> WORK ITEM:
Set down the material again. Keep every line exactly as it is.

> TASK INPUTS:
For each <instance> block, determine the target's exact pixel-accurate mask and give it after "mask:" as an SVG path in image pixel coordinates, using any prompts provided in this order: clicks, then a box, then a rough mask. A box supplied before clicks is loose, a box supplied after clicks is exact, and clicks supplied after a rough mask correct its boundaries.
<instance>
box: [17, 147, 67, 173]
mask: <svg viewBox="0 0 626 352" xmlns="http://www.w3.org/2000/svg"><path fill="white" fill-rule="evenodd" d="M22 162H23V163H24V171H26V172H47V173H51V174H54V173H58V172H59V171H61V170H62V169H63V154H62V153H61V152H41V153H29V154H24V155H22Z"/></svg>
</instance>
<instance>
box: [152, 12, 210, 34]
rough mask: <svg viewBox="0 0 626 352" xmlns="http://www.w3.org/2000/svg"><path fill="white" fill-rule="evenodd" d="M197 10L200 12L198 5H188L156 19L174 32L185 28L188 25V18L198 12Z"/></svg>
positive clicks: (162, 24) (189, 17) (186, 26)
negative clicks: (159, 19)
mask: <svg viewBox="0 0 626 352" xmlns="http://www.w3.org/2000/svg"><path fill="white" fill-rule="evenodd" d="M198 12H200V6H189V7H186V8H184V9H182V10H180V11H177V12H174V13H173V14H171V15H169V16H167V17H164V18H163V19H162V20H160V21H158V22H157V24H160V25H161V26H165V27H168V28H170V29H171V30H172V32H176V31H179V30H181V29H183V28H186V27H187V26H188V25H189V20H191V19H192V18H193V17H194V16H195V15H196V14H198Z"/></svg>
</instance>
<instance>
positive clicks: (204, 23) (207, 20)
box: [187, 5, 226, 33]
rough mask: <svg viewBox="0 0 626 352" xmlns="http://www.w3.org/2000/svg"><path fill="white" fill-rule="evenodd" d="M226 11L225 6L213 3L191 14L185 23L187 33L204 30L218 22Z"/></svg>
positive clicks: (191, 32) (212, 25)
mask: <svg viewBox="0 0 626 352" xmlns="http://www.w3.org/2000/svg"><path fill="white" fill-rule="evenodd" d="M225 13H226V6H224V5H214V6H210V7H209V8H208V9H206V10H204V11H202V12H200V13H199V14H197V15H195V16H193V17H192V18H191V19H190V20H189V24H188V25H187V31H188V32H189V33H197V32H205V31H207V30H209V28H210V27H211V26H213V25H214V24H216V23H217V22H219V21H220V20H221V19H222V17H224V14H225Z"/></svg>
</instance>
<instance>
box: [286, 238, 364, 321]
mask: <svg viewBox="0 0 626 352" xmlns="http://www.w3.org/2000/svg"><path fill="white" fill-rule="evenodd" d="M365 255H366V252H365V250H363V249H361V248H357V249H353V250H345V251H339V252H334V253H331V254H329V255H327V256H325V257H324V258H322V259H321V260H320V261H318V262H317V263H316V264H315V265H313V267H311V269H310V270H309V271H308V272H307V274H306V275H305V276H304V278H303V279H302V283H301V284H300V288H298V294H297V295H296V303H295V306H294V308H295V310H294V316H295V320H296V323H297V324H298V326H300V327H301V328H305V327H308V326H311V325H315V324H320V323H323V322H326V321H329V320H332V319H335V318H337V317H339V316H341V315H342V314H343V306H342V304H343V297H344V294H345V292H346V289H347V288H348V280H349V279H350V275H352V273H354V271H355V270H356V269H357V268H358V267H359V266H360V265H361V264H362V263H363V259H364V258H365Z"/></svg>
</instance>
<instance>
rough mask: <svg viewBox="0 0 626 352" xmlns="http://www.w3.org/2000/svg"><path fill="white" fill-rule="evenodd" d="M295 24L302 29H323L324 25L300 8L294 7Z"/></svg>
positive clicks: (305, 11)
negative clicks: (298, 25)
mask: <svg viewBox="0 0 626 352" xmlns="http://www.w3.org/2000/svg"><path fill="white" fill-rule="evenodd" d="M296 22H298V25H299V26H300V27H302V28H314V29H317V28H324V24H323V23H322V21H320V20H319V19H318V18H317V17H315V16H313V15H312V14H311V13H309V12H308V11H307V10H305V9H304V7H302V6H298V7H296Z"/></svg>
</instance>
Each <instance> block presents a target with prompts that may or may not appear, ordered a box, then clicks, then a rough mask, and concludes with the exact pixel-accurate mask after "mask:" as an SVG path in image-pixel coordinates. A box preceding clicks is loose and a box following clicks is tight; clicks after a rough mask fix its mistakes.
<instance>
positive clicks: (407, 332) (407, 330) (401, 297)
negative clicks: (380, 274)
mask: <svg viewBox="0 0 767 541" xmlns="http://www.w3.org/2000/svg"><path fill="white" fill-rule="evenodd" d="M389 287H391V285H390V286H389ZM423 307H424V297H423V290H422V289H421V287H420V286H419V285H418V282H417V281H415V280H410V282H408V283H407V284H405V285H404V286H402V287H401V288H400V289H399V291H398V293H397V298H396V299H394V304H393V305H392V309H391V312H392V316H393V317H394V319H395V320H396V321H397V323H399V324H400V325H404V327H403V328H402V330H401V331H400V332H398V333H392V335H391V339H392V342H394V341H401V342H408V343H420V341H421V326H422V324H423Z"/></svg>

> EXERCISE OUTPUT:
For each <instance> block, determine the target's exact pixel-accurate mask and give it after "mask:" as an SVG path in image pixel coordinates, using any prompts provided in this order: clicks, then a box, then a rough mask. A box supplied before clicks is loose, a box supplied after clicks is exact, and clicks supplied after a rough mask correct its boundaries.
<instance>
box: [17, 147, 67, 173]
mask: <svg viewBox="0 0 626 352" xmlns="http://www.w3.org/2000/svg"><path fill="white" fill-rule="evenodd" d="M22 162H23V163H24V171H26V172H47V173H51V174H54V173H58V172H59V171H61V170H62V169H63V154H62V153H61V152H41V153H29V154H24V155H22Z"/></svg>
</instance>
<instance>
box: [152, 12, 210, 34]
rough mask: <svg viewBox="0 0 626 352" xmlns="http://www.w3.org/2000/svg"><path fill="white" fill-rule="evenodd" d="M197 10L200 12L198 5H188L156 19L174 32L185 28L188 25V18L198 12Z"/></svg>
positive clicks: (162, 24) (189, 17) (186, 26)
negative clicks: (159, 19)
mask: <svg viewBox="0 0 626 352" xmlns="http://www.w3.org/2000/svg"><path fill="white" fill-rule="evenodd" d="M198 12H200V6H189V7H186V8H184V9H182V10H180V11H177V12H174V13H173V14H171V15H169V16H167V17H164V18H163V19H162V20H160V21H158V22H157V24H160V25H161V26H165V27H168V28H170V29H171V30H172V32H176V31H179V30H181V29H183V28H186V27H187V26H188V25H189V20H191V19H192V18H193V17H194V16H195V15H196V14H198Z"/></svg>
</instance>
<instance>
positive clicks: (204, 23) (207, 20)
box: [187, 5, 226, 33]
rough mask: <svg viewBox="0 0 626 352" xmlns="http://www.w3.org/2000/svg"><path fill="white" fill-rule="evenodd" d="M226 11L225 6L213 3L191 14L185 23L187 33L204 30L218 22Z"/></svg>
positive clicks: (191, 32) (212, 25)
mask: <svg viewBox="0 0 626 352" xmlns="http://www.w3.org/2000/svg"><path fill="white" fill-rule="evenodd" d="M225 13H226V6H224V5H214V6H210V7H209V8H208V9H206V10H204V11H202V12H200V13H199V14H197V15H195V16H193V17H192V18H191V19H190V20H189V24H188V25H187V31H188V32H189V33H197V32H205V31H207V30H209V28H210V27H211V26H213V25H214V24H216V23H217V22H219V21H220V20H221V19H222V17H224V14H225Z"/></svg>
</instance>
<instance>
box: [286, 238, 364, 321]
mask: <svg viewBox="0 0 626 352" xmlns="http://www.w3.org/2000/svg"><path fill="white" fill-rule="evenodd" d="M365 255H366V252H365V250H363V249H361V248H357V249H353V250H345V251H339V252H334V253H331V254H329V255H327V256H325V257H324V258H322V259H321V260H320V261H318V262H317V263H316V264H315V265H313V267H311V269H310V270H309V271H308V272H307V274H306V275H305V276H304V278H303V279H302V283H301V284H300V288H298V294H297V295H296V303H295V306H294V308H295V310H294V316H295V320H296V323H297V324H298V326H300V327H301V328H305V327H308V326H311V325H315V324H320V323H323V322H326V321H329V320H332V319H335V318H337V317H339V316H341V315H342V314H343V306H342V304H343V297H344V294H345V292H346V289H347V288H348V280H349V279H350V275H352V273H354V271H355V270H356V269H357V268H358V267H359V266H360V265H361V264H362V263H363V259H364V258H365Z"/></svg>
</instance>
<instance>
rough mask: <svg viewBox="0 0 626 352" xmlns="http://www.w3.org/2000/svg"><path fill="white" fill-rule="evenodd" d="M295 24L302 29H323L324 25L300 8L294 7Z"/></svg>
positive clicks: (305, 11)
negative clicks: (298, 25)
mask: <svg viewBox="0 0 626 352" xmlns="http://www.w3.org/2000/svg"><path fill="white" fill-rule="evenodd" d="M296 22H298V25H299V26H300V27H302V28H314V29H317V28H324V24H323V23H322V21H320V20H319V19H318V18H317V17H315V16H313V15H312V14H311V13H309V12H308V11H307V10H305V9H304V7H302V6H298V7H296Z"/></svg>
</instance>
Each <instance> block presents a target with prompts that may or may not appear, ordered a box, then clicks, then a rough mask, and concludes with the exact pixel-accurate mask after "mask:" as an SVG path in image-pixel coordinates. A box preceding clicks is loose and a box following clicks is tight; clicks after a rough mask fix its mistakes.
<instance>
positive clicks: (407, 332) (407, 330) (401, 297)
negative clicks: (380, 274)
mask: <svg viewBox="0 0 767 541" xmlns="http://www.w3.org/2000/svg"><path fill="white" fill-rule="evenodd" d="M389 287H391V285H390V286H389ZM423 307H424V297H423V290H422V289H421V287H420V286H419V285H418V282H417V281H415V280H410V282H408V283H407V284H405V285H404V286H402V287H401V288H400V289H399V291H398V293H397V298H396V299H394V304H393V305H392V309H391V312H392V316H393V317H394V319H395V320H396V321H397V323H399V324H400V325H404V327H403V328H402V330H401V331H400V332H398V333H392V335H391V339H392V342H394V341H401V342H408V343H420V341H421V326H422V324H423Z"/></svg>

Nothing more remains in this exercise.